Work to do>
In the review of "To Rome With Love" below, reproduce verbatim the passage from "Another year, another" to "City of Light.".

-------- Text extract

‘Rome’ fits Woody Allen’s relaxed late-career style

Published 3:02 pm Tuesday, July 3, 2012

Another year, another European capital: This is how Woody Allen’s career has been going lately, with mixed results. But in 2011 he scored his surprise hit “Midnight in Paris,” a casually charming movie with an unabashedly romantic view of the City of Light.

He’s in much the same mood for “To Rome With Love,” a sunny collection of stories set in the Eternal City. I’ve had my problems with Allen’s recent style, which tends to be so relaxed it barely qualifies as a first draft, but here the method looks effortless rather than lazy.

The stories don’t overlap; in fact, although they run along parallel lines, they exist in different timespans (one unfolds in a single day, another takes a period of weeks). The Woodman himself acts in one of the tales, as a bored retiree convinced he has discovered a great new opera tenor (who, alas, can hit his best notes only when singing in the shower).

In another strand, an ordinary man (Roberto Benigni, of “Life is Beautiful” renown) wakes up one day to find himself famous: The paparazzi are outside his door, TV talk shows want his opinions and beautiful women seduce him.

----------------
-------- Provided data

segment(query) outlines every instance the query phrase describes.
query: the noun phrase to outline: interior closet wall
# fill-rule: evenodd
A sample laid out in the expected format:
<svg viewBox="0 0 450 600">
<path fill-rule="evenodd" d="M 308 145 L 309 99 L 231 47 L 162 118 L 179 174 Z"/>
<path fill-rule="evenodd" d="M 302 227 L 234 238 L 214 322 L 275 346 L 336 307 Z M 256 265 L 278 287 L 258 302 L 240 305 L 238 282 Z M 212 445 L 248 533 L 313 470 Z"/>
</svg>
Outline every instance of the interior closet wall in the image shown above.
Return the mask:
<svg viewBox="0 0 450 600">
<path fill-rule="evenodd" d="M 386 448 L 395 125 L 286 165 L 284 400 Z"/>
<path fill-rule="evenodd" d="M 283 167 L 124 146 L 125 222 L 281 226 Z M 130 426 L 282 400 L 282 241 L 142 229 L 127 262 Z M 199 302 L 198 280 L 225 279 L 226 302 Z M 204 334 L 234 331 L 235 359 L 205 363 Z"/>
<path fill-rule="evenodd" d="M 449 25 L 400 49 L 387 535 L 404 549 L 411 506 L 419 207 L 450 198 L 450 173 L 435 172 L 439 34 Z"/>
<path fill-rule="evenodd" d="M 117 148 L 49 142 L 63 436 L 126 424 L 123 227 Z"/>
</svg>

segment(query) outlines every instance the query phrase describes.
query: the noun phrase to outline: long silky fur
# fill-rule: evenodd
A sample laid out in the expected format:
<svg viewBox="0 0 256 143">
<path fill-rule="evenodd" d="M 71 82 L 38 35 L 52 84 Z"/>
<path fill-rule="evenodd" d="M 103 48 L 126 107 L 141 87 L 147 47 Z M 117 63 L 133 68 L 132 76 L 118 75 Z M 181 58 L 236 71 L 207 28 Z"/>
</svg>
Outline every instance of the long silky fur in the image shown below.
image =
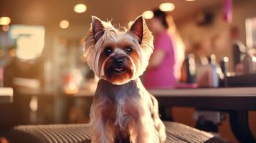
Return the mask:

----------------
-------- Provided data

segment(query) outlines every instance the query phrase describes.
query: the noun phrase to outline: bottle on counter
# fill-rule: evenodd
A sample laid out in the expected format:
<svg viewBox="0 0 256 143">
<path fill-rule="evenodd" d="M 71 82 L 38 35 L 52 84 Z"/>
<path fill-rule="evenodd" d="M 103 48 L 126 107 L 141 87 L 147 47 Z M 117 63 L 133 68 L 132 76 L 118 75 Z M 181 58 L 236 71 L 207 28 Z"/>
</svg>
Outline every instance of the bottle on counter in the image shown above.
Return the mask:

----------------

Solution for this problem>
Another year, another European capital: This is how Woody Allen’s career has been going lately, with mixed results. But in 2011 he scored his surprise hit “Midnight in Paris,” a casually charming movie with an unabashedly romantic view of the City of Light.